Treasury Report Shows State’s Cash Receipts for 2020 Declined Just 0.6% from 2019
Senator Steven Oroho (R-24) said a State revenue update provided by the Treasury Department yesterday doesn’t support Governor Murphy’s claims that New Jersey is facing a massive budget shortfall that would require $10 billion of borrowing as the governor has repeatedly suggested.
Sen. Steven Oroho said a State revenue update doesn’t support Gov. Murphy’s claims that New Jersey is facing a massive budget shortfall that would require $10 billion of borrowing. (Pixabay)
“Treasury’s revenue update clearly demonstrates that the massive $10 billion budget hole predicted by the administration has failed to materialize,” said Oroho, the Senate Republican Budget Officer. “When compared to the original $38 billion budget for 2020, the $200 million decline in revenues from 2019 is little more than a rounding error. The realized revenue data provided by Treasury doesn’t support the governor’s continued insistence that New Jersey needs to borrow billions.”
The State fiscal year typically runs from July 1st to June 30th, with corporate business and individual income taxes due on April 15. This year, however, the State’s fiscal year was extended to the end of September due to the coronavirus crisis, and both the State and federal deadlines for tax filings were extended to July 15th.

....

- **Work to be completed**: Reproduce the New Jersey revenue article word for word, starting at "The State fiscal" and ending at "to July 15th.". The entries that follow have nothing to do with the New Jersey revenue article.

....

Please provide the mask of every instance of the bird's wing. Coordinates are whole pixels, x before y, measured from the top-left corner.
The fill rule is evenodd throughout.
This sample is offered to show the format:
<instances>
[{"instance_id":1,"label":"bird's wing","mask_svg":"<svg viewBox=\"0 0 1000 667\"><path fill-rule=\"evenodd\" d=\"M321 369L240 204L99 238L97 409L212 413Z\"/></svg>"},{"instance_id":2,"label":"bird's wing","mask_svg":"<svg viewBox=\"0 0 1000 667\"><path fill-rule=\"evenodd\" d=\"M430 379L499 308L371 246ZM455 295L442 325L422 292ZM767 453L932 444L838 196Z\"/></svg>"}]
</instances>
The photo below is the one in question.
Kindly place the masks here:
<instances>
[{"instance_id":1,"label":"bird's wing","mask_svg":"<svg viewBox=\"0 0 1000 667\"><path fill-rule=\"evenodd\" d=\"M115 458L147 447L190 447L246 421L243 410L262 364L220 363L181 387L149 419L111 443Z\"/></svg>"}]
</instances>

....

- **Exercise result**:
The State fiscal year typically runs from July 1st to June 30th, with corporate business and individual income taxes due on April 15. This year, however, the State’s fiscal year was extended to the end of September due to the coronavirus crisis, and both the State and federal deadlines for tax filings were extended to July 15th.